____ Document section

Once a Glacier
A Virtual Reality film that tells the story of a relationship between a girl and a piece of glacier,
where as the girl grows up, the existence of the glacier is threatened.
Interactive Virtual Reality Film (15 min)
Once a Glacier tells the story of a relationship between a girl and a glacier. As the girl grows older, the existence of the ice is threatened, and the viewer is taken on a journey through her seemingly futile efforts to protect what was once an entire glacier. The story is inspired by Jiabao Li’s own experience from two years she lived in Alaska, where she was the young girl protecting a piece of ice in the freezer. In Inupiaq tradition, a tribe of indigenous people from northwestern Alaska, glaciers carry memories from the past and communicate them in song. The climate crisis has become a terrifying reality that includes seeing the end of glaciers—the end of these sung histories—happen before our eyes. Once a Glacier shows a gesture of nurturing, and whether the girl’s efforts are successful, the work suggests a poignant level of grace and humility for moving forward into the future.

________
____ Records

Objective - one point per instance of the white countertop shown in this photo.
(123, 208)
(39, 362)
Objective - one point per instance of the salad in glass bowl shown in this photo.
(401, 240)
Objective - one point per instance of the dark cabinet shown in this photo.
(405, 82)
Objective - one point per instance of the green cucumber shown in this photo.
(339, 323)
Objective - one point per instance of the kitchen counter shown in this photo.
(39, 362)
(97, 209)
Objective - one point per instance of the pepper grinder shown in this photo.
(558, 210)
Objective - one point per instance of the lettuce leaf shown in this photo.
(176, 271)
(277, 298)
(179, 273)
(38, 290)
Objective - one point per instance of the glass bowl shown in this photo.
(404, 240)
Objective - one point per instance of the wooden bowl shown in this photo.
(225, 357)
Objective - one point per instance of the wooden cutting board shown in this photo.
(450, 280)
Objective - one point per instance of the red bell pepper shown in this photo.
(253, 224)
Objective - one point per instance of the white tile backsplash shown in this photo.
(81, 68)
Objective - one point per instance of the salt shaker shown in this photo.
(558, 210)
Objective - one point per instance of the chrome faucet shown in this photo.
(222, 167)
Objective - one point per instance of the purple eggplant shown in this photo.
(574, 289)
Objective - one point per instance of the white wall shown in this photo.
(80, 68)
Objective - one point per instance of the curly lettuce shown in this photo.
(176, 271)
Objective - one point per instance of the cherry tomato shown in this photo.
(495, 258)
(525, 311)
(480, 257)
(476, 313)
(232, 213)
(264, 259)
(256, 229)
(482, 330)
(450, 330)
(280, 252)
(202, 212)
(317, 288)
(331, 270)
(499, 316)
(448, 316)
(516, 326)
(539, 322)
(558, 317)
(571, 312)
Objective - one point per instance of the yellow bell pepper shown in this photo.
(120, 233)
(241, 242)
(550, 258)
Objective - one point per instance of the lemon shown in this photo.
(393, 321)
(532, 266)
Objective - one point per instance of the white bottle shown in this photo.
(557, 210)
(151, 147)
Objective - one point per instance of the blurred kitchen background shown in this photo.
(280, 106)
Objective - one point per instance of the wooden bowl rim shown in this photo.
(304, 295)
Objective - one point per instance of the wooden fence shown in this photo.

________

#### Aim
Repeat word for word the part of the film description above that starts at the words "Once a Glacier tells" and stops after "into the future.".

#### Solution below
Once a Glacier tells the story of a relationship between a girl and a glacier. As the girl grows older, the existence of the ice is threatened, and the viewer is taken on a journey through her seemingly futile efforts to protect what was once an entire glacier. The story is inspired by Jiabao Li’s own experience from two years she lived in Alaska, where she was the young girl protecting a piece of ice in the freezer. In Inupiaq tradition, a tribe of indigenous people from northwestern Alaska, glaciers carry memories from the past and communicate them in song. The climate crisis has become a terrifying reality that includes seeing the end of glaciers—the end of these sung histories—happen before our eyes. Once a Glacier shows a gesture of nurturing, and whether the girl’s efforts are successful, the work suggests a poignant level of grace and humility for moving forward into the future.